* **Exercise**:
Give back the lines below exactly, but do not include any pictures.

________________________

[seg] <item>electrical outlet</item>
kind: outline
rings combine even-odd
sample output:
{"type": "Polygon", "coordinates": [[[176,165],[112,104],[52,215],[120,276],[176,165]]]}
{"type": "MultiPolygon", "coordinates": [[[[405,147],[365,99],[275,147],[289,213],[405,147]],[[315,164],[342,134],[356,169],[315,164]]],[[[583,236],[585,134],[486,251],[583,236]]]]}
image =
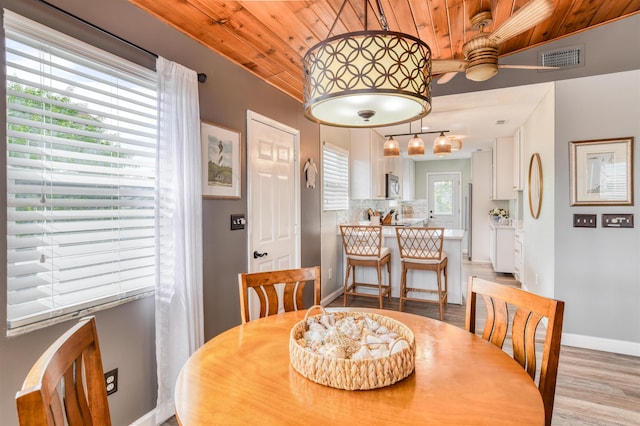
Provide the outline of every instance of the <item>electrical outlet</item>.
{"type": "Polygon", "coordinates": [[[333,268],[329,268],[329,279],[333,278],[333,268]]]}
{"type": "Polygon", "coordinates": [[[118,369],[104,373],[104,383],[107,386],[107,395],[111,395],[118,391],[118,369]]]}

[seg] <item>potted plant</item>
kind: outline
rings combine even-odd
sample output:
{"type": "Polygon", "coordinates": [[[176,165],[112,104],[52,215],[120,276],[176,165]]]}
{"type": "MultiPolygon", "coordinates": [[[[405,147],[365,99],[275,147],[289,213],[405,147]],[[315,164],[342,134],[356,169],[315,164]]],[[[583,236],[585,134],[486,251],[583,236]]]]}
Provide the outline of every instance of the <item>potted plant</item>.
{"type": "Polygon", "coordinates": [[[509,217],[509,212],[505,209],[499,209],[497,207],[489,210],[489,219],[494,223],[499,223],[500,219],[507,219],[509,217]]]}

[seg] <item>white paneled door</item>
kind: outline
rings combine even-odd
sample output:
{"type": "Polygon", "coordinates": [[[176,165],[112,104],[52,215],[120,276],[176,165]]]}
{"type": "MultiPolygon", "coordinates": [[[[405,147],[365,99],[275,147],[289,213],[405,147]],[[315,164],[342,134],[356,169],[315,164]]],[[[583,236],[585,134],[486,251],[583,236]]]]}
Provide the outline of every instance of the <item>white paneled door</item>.
{"type": "Polygon", "coordinates": [[[461,229],[460,173],[427,173],[428,225],[461,229]]]}
{"type": "Polygon", "coordinates": [[[247,113],[249,272],[300,266],[299,135],[247,113]]]}

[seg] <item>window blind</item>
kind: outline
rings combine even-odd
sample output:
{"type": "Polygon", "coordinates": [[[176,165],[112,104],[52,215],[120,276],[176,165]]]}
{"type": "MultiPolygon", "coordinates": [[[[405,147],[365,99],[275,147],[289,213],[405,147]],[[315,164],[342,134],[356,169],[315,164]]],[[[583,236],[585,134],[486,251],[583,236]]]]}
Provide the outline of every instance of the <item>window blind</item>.
{"type": "Polygon", "coordinates": [[[349,152],[327,143],[322,147],[322,205],[325,211],[349,208],[349,152]]]}
{"type": "Polygon", "coordinates": [[[155,284],[155,73],[5,10],[7,328],[155,284]]]}

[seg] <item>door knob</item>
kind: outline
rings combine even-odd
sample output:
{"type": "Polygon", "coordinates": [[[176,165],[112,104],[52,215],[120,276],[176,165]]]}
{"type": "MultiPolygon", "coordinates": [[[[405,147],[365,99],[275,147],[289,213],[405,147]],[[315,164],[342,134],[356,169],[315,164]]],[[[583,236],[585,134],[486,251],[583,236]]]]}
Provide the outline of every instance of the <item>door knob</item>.
{"type": "Polygon", "coordinates": [[[259,257],[266,256],[266,255],[268,255],[268,254],[269,254],[269,253],[267,253],[266,251],[265,251],[264,253],[260,253],[258,250],[255,250],[255,251],[253,252],[253,258],[254,258],[254,259],[257,259],[257,258],[259,258],[259,257]]]}

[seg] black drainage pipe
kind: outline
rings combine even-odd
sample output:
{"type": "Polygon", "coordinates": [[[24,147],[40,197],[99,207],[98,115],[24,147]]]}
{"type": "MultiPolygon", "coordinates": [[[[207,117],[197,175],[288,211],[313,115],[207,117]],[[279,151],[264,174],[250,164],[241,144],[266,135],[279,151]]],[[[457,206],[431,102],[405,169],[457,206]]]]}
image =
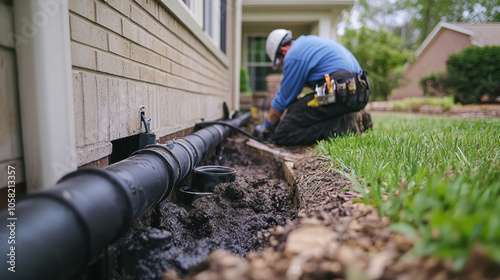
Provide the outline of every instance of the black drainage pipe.
{"type": "MultiPolygon", "coordinates": [[[[249,118],[247,113],[227,122],[240,126],[249,118]]],[[[24,196],[15,209],[3,209],[0,279],[74,277],[136,218],[167,198],[228,132],[227,126],[213,125],[150,145],[104,169],[72,172],[53,188],[24,196]]]]}

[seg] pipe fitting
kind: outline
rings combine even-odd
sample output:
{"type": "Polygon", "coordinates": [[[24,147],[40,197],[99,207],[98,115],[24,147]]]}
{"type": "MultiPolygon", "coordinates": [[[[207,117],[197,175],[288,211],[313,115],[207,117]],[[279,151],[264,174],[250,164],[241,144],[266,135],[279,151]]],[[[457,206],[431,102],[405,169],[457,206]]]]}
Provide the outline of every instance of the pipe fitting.
{"type": "Polygon", "coordinates": [[[181,193],[181,202],[185,205],[191,205],[195,200],[199,198],[212,195],[211,192],[197,191],[190,186],[181,187],[180,193],[181,193]]]}
{"type": "Polygon", "coordinates": [[[205,165],[194,168],[192,188],[203,192],[213,192],[215,186],[234,182],[236,171],[226,166],[205,165]]]}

________________________

* **Solution to the exercise**:
[seg] <item>electrical outlet</item>
kind: outline
rings combine even-odd
sample output:
{"type": "Polygon", "coordinates": [[[176,165],[112,104],[52,215],[120,276],[176,165]]]}
{"type": "MultiPolygon", "coordinates": [[[[405,147],[365,99],[275,147],[289,213],[405,147]],[[315,164],[342,134],[356,169],[315,164]]],[[[583,236],[585,134],[486,251],[583,236]]]]}
image =
Provide the outline of every instance of the <item>electrical outlet</item>.
{"type": "Polygon", "coordinates": [[[333,268],[329,268],[329,279],[333,278],[333,268]]]}
{"type": "Polygon", "coordinates": [[[118,369],[104,373],[104,383],[107,386],[107,395],[111,395],[118,391],[118,369]]]}

[seg] <item>potted plant</item>
kind: outline
rings combine even-odd
sample output:
{"type": "Polygon", "coordinates": [[[176,165],[112,104],[52,215],[120,276],[176,165]]]}
{"type": "MultiPolygon", "coordinates": [[[[405,147],[365,99],[275,147],[289,213],[405,147]],[[315,164],[342,134],[356,169],[315,164]]],[[[583,236],[585,134],[486,251],[583,236]]]]}
Provide the outline of every instance of the <item>potted plant</item>.
{"type": "Polygon", "coordinates": [[[509,217],[509,212],[505,209],[499,209],[497,207],[489,210],[489,219],[494,223],[499,223],[500,219],[507,219],[509,217]]]}

[seg] <item>white paneled door</item>
kind: outline
rings combine even-odd
sample output:
{"type": "Polygon", "coordinates": [[[176,165],[112,104],[52,215],[120,276],[176,165]]]}
{"type": "MultiPolygon", "coordinates": [[[[405,147],[365,99],[275,147],[289,213],[405,147]],[[315,164],[342,134],[356,169],[315,164]]],[[[583,236],[585,134],[486,251],[583,236]]]]}
Provide the outline of every instance of the <item>white paneled door</item>.
{"type": "Polygon", "coordinates": [[[461,229],[460,173],[427,173],[428,225],[461,229]]]}
{"type": "Polygon", "coordinates": [[[247,113],[249,272],[300,266],[299,135],[247,113]]]}

[seg] <item>window blind</item>
kind: outline
rings combine even-odd
sample output:
{"type": "Polygon", "coordinates": [[[176,165],[112,104],[52,215],[120,276],[176,165]]]}
{"type": "MultiPolygon", "coordinates": [[[[405,147],[365,99],[275,147],[289,213],[405,147]],[[315,164],[342,134],[356,169],[315,164]]],[[[583,236],[585,134],[486,251],[583,236]]]]}
Provide the outline of every instance of the <item>window blind</item>.
{"type": "Polygon", "coordinates": [[[349,152],[327,143],[322,147],[322,205],[325,211],[349,208],[349,152]]]}
{"type": "Polygon", "coordinates": [[[155,284],[155,73],[5,10],[7,328],[155,284]]]}

[seg] <item>door knob</item>
kind: outline
rings combine even-odd
sample output:
{"type": "Polygon", "coordinates": [[[176,165],[112,104],[52,215],[120,276],[176,165]]]}
{"type": "MultiPolygon", "coordinates": [[[[405,147],[365,99],[275,147],[289,213],[405,147]],[[315,164],[342,134],[356,169],[315,164]]],[[[583,236],[585,134],[486,251],[583,236]]]]}
Provide the outline of every instance of the <item>door knob</item>.
{"type": "Polygon", "coordinates": [[[259,257],[266,256],[266,255],[268,255],[268,254],[269,254],[269,253],[267,253],[266,251],[265,251],[264,253],[260,253],[258,250],[255,250],[255,251],[253,252],[253,258],[254,258],[254,259],[257,259],[257,258],[259,258],[259,257]]]}

[seg] black drainage pipe
kind: outline
rings combine even-odd
sample output:
{"type": "Polygon", "coordinates": [[[24,147],[40,197],[99,207],[98,115],[24,147]]]}
{"type": "MultiPolygon", "coordinates": [[[[207,117],[197,175],[288,211],[313,115],[207,117]],[[279,151],[264,174],[250,164],[241,144],[266,135],[279,151]]],[[[457,206],[431,102],[405,169],[457,206]]]]}
image =
Provide the outline of every instance of the black drainage pipe.
{"type": "MultiPolygon", "coordinates": [[[[249,118],[247,113],[227,122],[240,126],[249,118]]],[[[24,196],[15,209],[3,209],[0,279],[74,277],[136,218],[167,198],[228,132],[227,126],[213,125],[150,145],[104,169],[72,172],[53,188],[24,196]]]]}

[seg] pipe fitting
kind: outline
rings combine even-odd
sample output:
{"type": "Polygon", "coordinates": [[[24,147],[40,197],[99,207],[98,115],[24,147]]]}
{"type": "MultiPolygon", "coordinates": [[[[207,117],[197,175],[288,211],[313,115],[207,117]],[[279,151],[264,174],[250,164],[241,144],[266,135],[279,151]]],[[[457,206],[431,102],[405,169],[457,206]]]]}
Provide the outline of every instance of the pipe fitting.
{"type": "Polygon", "coordinates": [[[181,193],[181,202],[185,205],[191,205],[195,200],[199,198],[212,195],[211,192],[197,191],[190,186],[181,187],[180,193],[181,193]]]}
{"type": "Polygon", "coordinates": [[[205,165],[194,168],[192,188],[203,192],[213,192],[215,186],[234,182],[236,171],[226,166],[205,165]]]}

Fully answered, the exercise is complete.